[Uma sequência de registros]
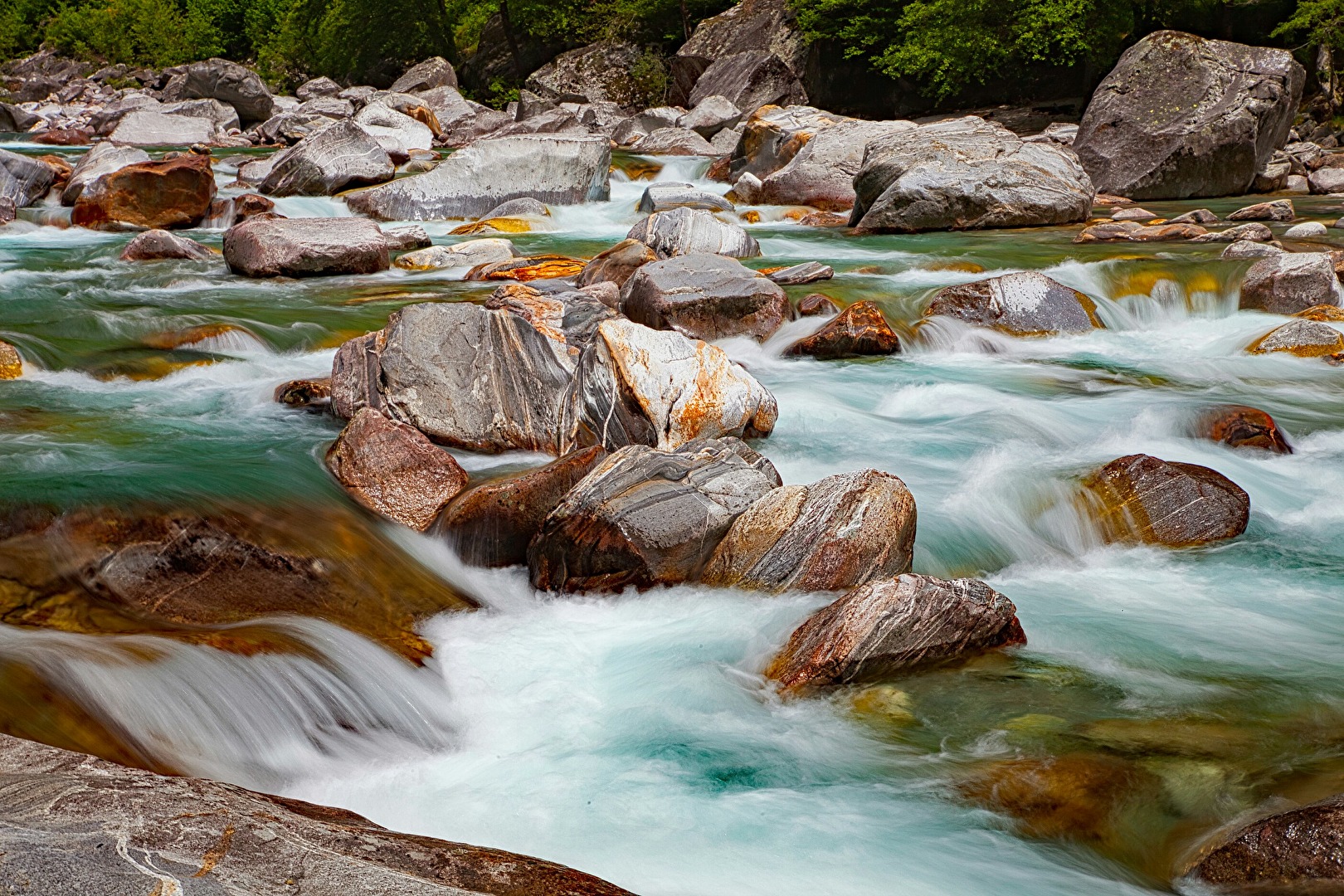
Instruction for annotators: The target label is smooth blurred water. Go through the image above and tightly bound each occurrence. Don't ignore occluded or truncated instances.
[0,150,1344,896]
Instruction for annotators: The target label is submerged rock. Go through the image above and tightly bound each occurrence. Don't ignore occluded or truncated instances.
[1083,454,1250,548]
[434,445,606,567]
[702,470,915,592]
[765,572,1027,694]
[783,295,900,360]
[0,735,629,896]
[225,215,388,277]
[621,254,791,341]
[1074,31,1305,200]
[528,439,780,591]
[327,407,466,532]
[925,271,1101,336]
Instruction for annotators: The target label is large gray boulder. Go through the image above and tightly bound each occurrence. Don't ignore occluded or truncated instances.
[1074,31,1305,199]
[345,134,611,221]
[261,121,397,196]
[621,254,791,341]
[850,115,1094,234]
[625,207,761,258]
[225,215,388,277]
[527,439,780,591]
[0,735,628,896]
[163,59,275,122]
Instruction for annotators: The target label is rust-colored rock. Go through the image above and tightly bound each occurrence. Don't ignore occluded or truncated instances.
[1196,404,1293,454]
[1083,454,1250,548]
[434,445,606,567]
[783,299,900,360]
[70,153,215,230]
[702,470,915,592]
[466,256,586,284]
[327,407,466,532]
[765,572,1027,692]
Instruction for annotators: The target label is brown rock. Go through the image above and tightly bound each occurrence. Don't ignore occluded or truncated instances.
[70,154,215,230]
[765,572,1027,692]
[702,470,915,592]
[1196,404,1293,454]
[783,299,900,360]
[327,407,466,532]
[1083,454,1250,548]
[434,446,606,567]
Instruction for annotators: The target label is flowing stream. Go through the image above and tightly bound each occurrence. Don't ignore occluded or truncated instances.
[0,144,1344,896]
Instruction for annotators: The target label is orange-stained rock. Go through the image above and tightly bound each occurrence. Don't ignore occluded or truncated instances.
[765,572,1027,692]
[433,445,606,567]
[1196,404,1293,454]
[466,256,586,282]
[70,153,215,230]
[1083,454,1250,548]
[0,340,23,380]
[327,407,466,532]
[783,302,900,360]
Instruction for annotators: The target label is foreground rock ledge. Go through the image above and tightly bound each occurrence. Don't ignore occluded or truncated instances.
[0,735,628,896]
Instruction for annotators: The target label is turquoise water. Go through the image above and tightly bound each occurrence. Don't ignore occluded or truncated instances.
[0,149,1344,896]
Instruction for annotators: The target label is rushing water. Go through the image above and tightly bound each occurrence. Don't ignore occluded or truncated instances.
[0,144,1344,896]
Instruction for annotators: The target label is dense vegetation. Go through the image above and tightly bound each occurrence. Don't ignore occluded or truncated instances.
[0,0,1322,102]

• REQUISITOS: Apresente os registros acima como um CSV de duas colunas, "texto" e "resposta", com uma linha para cada texto e sua resposta, cada valor num único campo entre aspas e com as quebras de linha trocadas por espaços. Deixe as imagens fora da resposta.

• RESULTADO CORRETO:
texto,resposta
"Instruction for annotators: The target label is smooth blurred water. Go through the image above and tightly bound each occurrence. Don't ignore occluded or truncated instances.","[0,150,1344,896]"
"Instruction for annotators: The target label is submerged rock. Go through the image above and tightly bound each occurrence. Don't ignore occluded or truncated instances.","[1083,454,1250,548] [434,445,606,567] [702,470,915,592] [765,572,1027,694] [783,295,900,360] [0,735,629,896] [225,215,388,277] [621,254,791,341] [1074,31,1305,200] [528,439,780,591] [327,407,466,532] [925,271,1101,336]"
"Instruction for annotators: The target label is large gray boulder. Go through the image above and tightly bound each occurrence. Don't ignore occluded or truncated instances.","[1074,31,1305,199] [345,134,611,221] [261,121,397,196] [621,254,791,341] [850,115,1094,234] [625,207,761,258] [225,215,388,277] [527,439,780,591] [0,735,628,896] [163,59,275,122]"
"Instruction for annotators: The target label is rust-colored rock. Go through the image above and tightly bound each occurrence. Don't ignore occluded or truncated instances.","[1196,404,1293,454] [1083,454,1250,548] [434,445,606,567] [783,299,900,360] [70,153,215,230] [702,470,915,592] [466,256,586,284] [327,407,466,532] [765,572,1027,692]"
"Instruction for annotators: The target label is brown rock. Go through the image above and tightly bound each occurrence. Don't ignore occluded or truncated instances.","[70,154,215,230] [765,572,1027,692] [702,470,915,592] [1196,404,1293,454] [783,299,900,360] [327,407,466,532] [1083,454,1250,548] [434,446,606,567]"
"Instruction for annotators: The target label is flowing stream. Go through the image above and tightly bound each occurrence. Don't ignore occluded or truncated instances.","[0,144,1344,896]"
"Instruction for annotators: The target label is orange-stained rock. Go through the image above and tightly bound each occurrence. Don't ignore occluded or truncated instances.","[765,572,1027,692] [433,445,606,567] [1196,404,1293,454] [466,256,586,282] [70,153,215,230] [1083,454,1250,548] [0,340,23,380] [327,407,466,532] [783,302,900,360]"
"Instruction for annotators: The target label is foreground rock ledge. Go through the image above and tightly bound each occurrence. Don't ignore occluded or truncated instances.","[0,735,628,896]"
"Instruction for annotators: The target label is turquoise water. Go through the image above and tightly bound each occurrence. Don't ignore occluded or truncated instances.","[0,149,1344,896]"
"Instruction for annotators: The target label is rushing water. Go through the image above and tightly bound each occurrence. Don't ignore occluded or truncated instances.","[0,144,1344,896]"
"Instruction for annotators: The target label is dense vegetation. Go through the image above and tightly bound each occurrence. Don't ignore occluded or truncated instances.","[0,0,1322,102]"